PROBLEM DESCRIPTION: Count the lines in the records below that contain the string "black", with case counting, and give only the number.

─── LISTING

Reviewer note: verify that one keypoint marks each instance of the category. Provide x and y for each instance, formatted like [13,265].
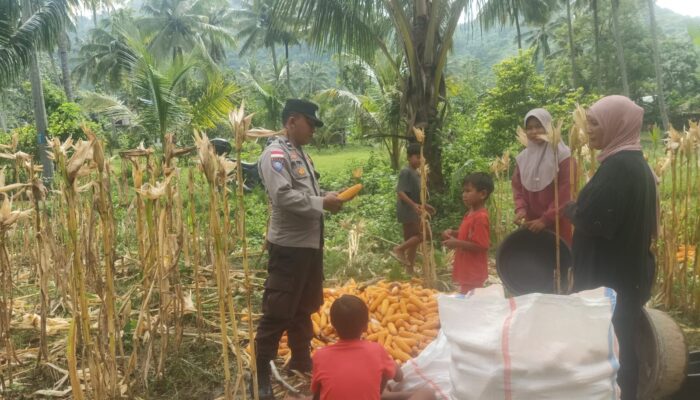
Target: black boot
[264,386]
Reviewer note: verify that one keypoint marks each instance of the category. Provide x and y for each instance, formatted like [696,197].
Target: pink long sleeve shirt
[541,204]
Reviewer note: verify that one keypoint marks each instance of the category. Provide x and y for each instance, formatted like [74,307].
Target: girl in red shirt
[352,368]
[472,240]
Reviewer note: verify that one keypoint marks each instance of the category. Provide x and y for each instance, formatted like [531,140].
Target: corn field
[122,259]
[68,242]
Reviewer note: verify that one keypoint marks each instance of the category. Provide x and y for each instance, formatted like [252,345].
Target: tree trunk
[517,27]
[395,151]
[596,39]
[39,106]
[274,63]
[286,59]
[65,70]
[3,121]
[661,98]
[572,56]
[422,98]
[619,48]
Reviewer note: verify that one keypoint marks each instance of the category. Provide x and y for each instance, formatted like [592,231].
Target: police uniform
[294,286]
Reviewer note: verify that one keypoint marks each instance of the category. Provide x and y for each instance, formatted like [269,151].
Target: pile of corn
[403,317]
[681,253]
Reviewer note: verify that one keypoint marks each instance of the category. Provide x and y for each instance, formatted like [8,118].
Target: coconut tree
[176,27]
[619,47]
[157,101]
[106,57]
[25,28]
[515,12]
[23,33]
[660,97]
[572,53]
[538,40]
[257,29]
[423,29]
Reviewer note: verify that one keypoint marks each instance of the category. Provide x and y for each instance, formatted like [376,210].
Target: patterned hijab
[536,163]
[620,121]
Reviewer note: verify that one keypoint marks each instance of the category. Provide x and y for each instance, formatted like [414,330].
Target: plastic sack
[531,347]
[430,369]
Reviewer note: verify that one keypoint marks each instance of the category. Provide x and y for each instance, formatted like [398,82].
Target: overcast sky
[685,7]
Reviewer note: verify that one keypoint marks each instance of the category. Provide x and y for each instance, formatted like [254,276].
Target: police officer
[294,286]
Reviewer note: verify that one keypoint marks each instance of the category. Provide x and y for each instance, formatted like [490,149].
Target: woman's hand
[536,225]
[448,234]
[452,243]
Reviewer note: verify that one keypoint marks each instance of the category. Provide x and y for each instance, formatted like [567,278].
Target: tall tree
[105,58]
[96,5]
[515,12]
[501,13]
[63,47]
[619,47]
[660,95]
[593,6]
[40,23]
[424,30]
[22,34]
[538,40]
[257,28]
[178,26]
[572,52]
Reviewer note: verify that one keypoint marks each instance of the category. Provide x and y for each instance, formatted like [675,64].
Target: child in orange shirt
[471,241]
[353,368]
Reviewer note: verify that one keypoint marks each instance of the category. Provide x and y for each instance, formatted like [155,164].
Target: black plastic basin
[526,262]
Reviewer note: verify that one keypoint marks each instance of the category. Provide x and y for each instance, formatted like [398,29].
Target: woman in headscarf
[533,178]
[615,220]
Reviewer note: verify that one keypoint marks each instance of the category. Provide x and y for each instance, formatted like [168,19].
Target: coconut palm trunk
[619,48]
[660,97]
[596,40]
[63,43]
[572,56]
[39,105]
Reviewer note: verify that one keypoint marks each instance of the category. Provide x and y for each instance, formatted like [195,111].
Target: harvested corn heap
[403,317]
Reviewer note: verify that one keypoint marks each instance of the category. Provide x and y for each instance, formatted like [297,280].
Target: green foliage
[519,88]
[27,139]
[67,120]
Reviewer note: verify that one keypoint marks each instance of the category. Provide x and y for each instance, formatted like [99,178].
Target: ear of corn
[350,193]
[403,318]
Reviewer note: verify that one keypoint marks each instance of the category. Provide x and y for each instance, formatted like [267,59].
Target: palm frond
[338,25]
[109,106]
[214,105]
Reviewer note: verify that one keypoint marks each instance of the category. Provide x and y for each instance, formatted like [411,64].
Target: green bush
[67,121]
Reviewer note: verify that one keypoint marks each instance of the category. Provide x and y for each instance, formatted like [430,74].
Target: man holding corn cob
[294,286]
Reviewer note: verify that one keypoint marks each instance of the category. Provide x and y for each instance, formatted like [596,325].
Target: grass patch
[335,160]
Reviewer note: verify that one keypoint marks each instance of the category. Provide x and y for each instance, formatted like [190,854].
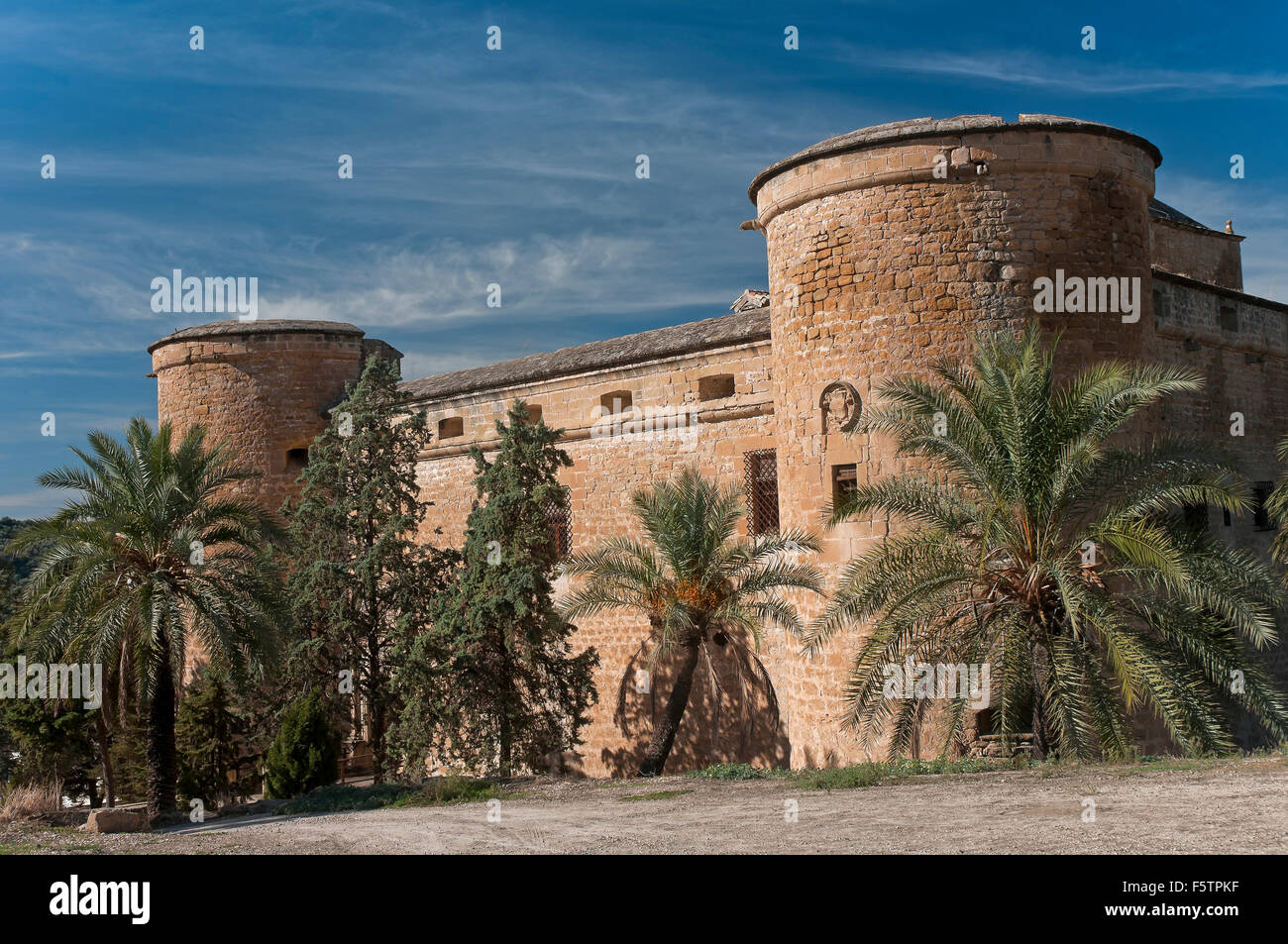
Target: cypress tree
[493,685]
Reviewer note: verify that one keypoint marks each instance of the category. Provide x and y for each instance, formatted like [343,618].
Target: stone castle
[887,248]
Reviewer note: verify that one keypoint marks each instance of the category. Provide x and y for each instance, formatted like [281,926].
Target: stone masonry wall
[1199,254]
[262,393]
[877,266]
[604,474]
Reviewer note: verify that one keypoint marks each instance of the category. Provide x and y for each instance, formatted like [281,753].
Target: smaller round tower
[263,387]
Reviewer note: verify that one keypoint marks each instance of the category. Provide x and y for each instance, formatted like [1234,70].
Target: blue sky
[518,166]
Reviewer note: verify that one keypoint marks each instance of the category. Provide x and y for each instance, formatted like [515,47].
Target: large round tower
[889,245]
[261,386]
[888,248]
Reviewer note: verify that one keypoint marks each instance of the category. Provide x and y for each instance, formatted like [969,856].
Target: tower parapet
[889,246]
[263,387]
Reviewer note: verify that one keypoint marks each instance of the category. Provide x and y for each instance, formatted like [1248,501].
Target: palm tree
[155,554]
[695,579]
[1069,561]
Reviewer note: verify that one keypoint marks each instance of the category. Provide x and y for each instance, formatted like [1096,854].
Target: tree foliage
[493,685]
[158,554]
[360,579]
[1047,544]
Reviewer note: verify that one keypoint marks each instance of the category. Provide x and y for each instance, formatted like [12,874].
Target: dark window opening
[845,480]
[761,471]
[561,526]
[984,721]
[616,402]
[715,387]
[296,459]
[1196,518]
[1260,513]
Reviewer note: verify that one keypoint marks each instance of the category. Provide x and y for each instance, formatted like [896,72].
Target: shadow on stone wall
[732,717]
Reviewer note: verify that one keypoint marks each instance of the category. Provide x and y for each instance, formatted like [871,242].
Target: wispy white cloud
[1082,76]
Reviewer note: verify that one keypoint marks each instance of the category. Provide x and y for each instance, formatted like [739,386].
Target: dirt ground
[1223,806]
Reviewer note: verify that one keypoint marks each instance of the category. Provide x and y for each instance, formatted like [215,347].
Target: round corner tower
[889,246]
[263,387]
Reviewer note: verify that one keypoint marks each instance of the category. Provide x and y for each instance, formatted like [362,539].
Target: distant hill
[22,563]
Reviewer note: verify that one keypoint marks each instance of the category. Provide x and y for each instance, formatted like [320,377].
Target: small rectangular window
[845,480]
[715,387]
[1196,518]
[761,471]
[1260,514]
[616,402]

──────
─── LISTING

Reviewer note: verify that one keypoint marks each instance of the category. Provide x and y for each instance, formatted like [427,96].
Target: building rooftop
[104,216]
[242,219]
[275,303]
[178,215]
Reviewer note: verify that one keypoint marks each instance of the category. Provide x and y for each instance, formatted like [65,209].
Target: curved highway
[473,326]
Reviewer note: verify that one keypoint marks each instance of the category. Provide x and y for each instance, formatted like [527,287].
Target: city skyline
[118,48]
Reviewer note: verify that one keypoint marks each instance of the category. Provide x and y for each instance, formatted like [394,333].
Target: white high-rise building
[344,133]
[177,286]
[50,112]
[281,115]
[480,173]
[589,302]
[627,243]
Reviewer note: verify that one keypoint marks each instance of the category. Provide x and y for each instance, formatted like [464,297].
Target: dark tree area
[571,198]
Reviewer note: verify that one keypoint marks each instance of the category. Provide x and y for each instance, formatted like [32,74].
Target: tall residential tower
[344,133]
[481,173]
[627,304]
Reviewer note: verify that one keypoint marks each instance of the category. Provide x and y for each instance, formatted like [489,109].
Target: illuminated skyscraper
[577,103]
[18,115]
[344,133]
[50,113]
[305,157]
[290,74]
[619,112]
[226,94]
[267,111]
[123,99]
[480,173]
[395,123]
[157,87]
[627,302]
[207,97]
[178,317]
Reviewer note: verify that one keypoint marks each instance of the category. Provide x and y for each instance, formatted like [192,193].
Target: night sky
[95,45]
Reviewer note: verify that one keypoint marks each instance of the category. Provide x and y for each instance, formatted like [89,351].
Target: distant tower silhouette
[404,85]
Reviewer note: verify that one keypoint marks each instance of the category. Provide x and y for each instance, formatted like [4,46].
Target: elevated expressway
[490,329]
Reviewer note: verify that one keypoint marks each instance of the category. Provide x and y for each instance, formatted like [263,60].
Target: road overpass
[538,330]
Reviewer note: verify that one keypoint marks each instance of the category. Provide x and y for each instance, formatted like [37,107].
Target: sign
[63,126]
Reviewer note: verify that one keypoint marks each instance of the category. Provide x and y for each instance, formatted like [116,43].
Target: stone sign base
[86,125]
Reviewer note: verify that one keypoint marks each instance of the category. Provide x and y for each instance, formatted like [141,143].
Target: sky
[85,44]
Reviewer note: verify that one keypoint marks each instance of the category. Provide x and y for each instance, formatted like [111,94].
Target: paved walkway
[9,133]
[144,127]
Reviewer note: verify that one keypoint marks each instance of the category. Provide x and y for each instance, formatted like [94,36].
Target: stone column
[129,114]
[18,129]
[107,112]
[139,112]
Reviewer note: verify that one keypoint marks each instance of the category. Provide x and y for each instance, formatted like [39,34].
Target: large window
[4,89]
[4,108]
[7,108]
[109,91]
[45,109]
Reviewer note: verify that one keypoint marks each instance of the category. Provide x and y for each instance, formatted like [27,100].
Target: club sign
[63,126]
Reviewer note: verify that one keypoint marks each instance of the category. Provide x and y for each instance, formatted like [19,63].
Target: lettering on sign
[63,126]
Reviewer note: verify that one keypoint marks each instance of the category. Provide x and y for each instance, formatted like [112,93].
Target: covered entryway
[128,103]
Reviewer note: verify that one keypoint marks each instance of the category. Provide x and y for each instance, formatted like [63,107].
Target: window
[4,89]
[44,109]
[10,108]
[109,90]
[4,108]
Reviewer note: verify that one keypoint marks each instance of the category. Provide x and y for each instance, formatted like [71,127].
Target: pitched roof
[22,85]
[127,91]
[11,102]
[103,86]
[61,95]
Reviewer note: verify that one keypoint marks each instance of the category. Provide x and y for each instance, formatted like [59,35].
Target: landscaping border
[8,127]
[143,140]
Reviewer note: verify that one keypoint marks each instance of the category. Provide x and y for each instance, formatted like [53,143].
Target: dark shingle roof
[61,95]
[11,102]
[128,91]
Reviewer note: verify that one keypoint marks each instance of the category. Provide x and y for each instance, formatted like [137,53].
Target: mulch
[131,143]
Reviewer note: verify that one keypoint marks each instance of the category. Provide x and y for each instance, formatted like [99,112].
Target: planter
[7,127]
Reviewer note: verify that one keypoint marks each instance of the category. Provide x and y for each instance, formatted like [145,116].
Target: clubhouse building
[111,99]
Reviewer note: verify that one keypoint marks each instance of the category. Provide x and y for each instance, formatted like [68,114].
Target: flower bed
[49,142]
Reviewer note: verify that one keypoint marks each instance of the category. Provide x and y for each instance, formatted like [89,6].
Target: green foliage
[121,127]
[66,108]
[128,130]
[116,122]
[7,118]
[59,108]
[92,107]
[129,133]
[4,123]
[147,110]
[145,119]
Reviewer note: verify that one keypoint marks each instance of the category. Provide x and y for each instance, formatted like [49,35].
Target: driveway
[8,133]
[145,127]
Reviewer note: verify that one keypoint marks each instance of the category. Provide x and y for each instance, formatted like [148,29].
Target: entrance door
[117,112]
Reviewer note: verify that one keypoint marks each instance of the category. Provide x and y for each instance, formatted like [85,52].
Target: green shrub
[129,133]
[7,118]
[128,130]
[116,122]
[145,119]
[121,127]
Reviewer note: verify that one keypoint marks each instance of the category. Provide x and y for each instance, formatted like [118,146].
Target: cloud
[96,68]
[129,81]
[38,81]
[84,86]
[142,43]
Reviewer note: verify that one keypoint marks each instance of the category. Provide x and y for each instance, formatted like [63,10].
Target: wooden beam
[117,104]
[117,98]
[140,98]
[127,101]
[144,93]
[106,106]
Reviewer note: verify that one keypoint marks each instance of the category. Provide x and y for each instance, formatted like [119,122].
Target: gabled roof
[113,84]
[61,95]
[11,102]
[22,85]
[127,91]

──────

OUTPUT OF THE EXERCISE: 2